(What this exercise asks)
- a) According to the wiki post on ActivityPub interop testing, what programming language is @stevebate's fully automated test suite written in?
- b) Pick up the wiki post on ActivityPub interop testing right after its final line and keep writing it in the same style.

Wiki: Collected feedback on interop testing, methods, living docs and specs

aschrijver · September 1, 2023, 3:56pm

This is a wiki post and anyone is encouraged to Edit and add additional sources.

ActivityPub Test Suite

Needs

“Status of a robust ActivityPub test suite?” on SocialHub by Tim Chambers (@tchambers).
- Tim Chambers is keeping track of notes in this Google Doc.
- @stevebate: Works on fully automated test suite (Python), gives details [MUST READ].
- @helge: To @stevebate: Bovine has many tests, maybe we can combine those.
- @stevebate: Modularity (common + server-specific). Countless scenario’s, how to test?
- @by_caballero: Considers suite impl. Howto avoid manual work? SocialCG meeting?
- @helge: AP is awful to test, interop tests most useful. Use Gherkin, see Diaspora.
- @stevebate: Will experiment with Gherkin, but hard to express behavior neatly.
- @helge: Agree, right Gherkin format is hard. Here’s Bovine http_signatures feature.
- @stevebate: Ported @cwebber’s test suite to Python rocks-testsuite (demo site).
“Status of a robust ActivityPub test suite?” related Fediverse thread by Tim Chambers.
- @OpinionatedGeek: Message validation during app-related message exchange.
- @pfefferle: Time saving. Basic AP node interop testing is most time-consuming of all.

(Record excerpts)
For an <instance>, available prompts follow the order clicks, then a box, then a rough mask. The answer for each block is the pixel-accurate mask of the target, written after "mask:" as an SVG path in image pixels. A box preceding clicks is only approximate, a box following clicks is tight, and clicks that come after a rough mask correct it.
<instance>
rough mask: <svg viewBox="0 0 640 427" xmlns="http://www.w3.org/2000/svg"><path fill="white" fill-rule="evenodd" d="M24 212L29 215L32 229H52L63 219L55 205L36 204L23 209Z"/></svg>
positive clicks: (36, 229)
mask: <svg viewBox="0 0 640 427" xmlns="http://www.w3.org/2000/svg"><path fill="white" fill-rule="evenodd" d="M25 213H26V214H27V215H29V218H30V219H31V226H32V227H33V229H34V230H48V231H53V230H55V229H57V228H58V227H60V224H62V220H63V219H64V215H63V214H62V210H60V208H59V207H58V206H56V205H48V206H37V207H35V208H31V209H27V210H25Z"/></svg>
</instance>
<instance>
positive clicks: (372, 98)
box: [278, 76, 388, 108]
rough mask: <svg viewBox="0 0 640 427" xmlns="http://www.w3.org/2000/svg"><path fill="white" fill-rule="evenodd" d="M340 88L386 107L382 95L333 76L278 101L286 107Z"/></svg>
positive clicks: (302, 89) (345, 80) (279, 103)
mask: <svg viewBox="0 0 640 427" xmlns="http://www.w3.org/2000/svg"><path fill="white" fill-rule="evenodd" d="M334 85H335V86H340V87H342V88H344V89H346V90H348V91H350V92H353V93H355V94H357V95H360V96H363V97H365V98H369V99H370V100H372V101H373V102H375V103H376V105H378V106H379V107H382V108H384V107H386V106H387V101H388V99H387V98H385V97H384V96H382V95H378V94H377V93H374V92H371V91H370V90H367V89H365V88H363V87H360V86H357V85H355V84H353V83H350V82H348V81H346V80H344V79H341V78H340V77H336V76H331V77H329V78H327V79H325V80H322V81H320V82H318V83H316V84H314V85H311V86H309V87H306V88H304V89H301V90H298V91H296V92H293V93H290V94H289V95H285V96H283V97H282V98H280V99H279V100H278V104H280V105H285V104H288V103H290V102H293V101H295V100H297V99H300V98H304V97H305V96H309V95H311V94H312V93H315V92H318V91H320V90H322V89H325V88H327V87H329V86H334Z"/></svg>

(Results of the exercise)
- a) Python

- b)
- @OpinionatedGeek: App-specific Example messages (fedidevs.org started collecting)
- @tchambers: Avoid fraud. AP standards compliance testing (refers to SWICG mail).
- @robz: Need to test secure digest signatures as well as well-formedness of msgs.
- @robz: Atomic tests + scorecard, test Webfinger, access to public timelines.
- @robz: Challenge is: test suite becomes both formal and ad-hoc reference impl.
- @OpinionatedGeek: Ease of use (existing suites weren’t easy to use).
- @nodebb: We build a test suite, but for our app and in our language (JS).
- @sfunk1x: How can Webfinger work for hosting multiple AP services on one domain?
- @j3j5: @dansup will resurrect and open source old FediDB testing tools again.
- @tchambers: What is salvagable for reuse & extension in old Go-Fed Test Suite.
- @robz: What programming language are we gonna write our test suite in?
- @devnull: Fedi groups are unintuitive for collab. I like ad-hoc working groups.
- @Helge: AP compliance test is easy + unuseful, interop testing is great + hard.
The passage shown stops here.